Reproduce the listing below verbatim, line for line.

Source material ->
• • • • •

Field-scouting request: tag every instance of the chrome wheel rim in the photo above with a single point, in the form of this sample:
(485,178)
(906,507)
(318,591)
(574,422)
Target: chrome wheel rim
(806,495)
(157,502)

• • • • •

Result ->
Field-scouting request: tag every instance of the chrome wheel rim in the photo above with a single point, in the form of this sample:
(485,178)
(906,507)
(318,591)
(574,422)
Target: chrome wheel rim
(806,495)
(157,502)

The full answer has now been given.